*Task A*
Filter the listing below and keep every line that contains the word "branch".

*Excerpt to read*
CPU type AuthenticAMD AMD FX(tm)-9370 Eight-Core Processor [Family 21 Model 2 Stepping 0]
....
Large CPU utilization work units that were using 78-84% CPU per work unit were removed from this list. Those had excessive run and cpu times as well
Hi Zalster,
I appreciate it that you are willing to contribute results but when you say you are deliberately leaving out results because they had excessive times, that makes your report rather useless. For that reason, I've moved both posts here to the DISCUSSION thread.
The whole point is that we expect the beta app to have quite a range of crunch times for exactly the reasons that Heinz-Bernd explained so clearly to us.
It would be great if you repost your results with a sample size of around 30 and without leaving out any 'inconvenient' values. The whole point is to document the variability and give people a clear idea of the highs and lows over a decent sample size and not just some relatively meaningless idea of the 'better' values. Also don't chop and change your GPU utilization factor without clearly indicating this. The best thing would be to make a separate post of the results each time you change.

*Provided data*
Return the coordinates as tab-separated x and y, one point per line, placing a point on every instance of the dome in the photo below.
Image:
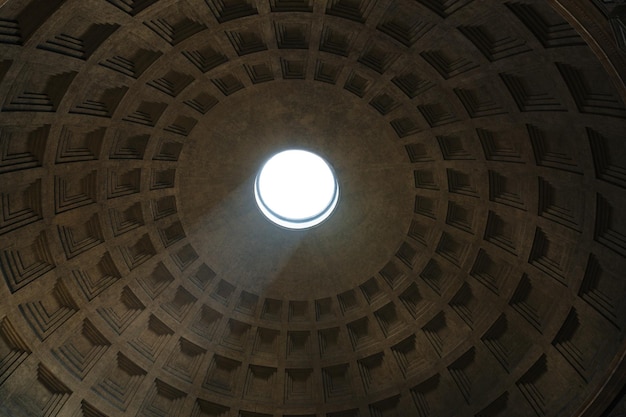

==

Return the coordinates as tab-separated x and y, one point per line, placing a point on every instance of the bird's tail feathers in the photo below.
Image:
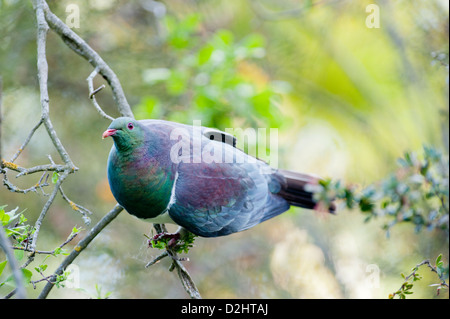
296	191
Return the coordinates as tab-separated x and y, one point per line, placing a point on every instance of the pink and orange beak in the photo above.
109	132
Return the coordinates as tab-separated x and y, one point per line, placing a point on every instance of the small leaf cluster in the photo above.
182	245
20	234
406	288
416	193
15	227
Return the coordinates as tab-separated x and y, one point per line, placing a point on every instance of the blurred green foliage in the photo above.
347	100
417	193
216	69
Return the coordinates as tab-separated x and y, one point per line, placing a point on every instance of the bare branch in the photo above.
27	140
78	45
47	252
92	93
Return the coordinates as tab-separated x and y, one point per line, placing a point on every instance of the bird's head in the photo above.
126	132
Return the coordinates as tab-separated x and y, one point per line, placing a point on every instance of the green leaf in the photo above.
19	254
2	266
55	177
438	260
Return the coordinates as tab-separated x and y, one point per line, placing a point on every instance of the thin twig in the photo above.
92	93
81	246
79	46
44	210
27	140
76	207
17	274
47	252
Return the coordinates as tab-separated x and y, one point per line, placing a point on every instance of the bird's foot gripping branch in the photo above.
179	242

*Task B*
In the forum post about beta app crunch times, what sample size is Zalster asked to use when reposting results?

*Final result A*
Return the coordinates as tab-separated x and y, one point per line, placing a point on every instance of the bare branch in the photo above.
Return the coordinates as tab-separated x and y, one point per line, placing a point on every instance of the bird's foot gripping branch in the photo above.

*Final result B*
A sample size of around 30.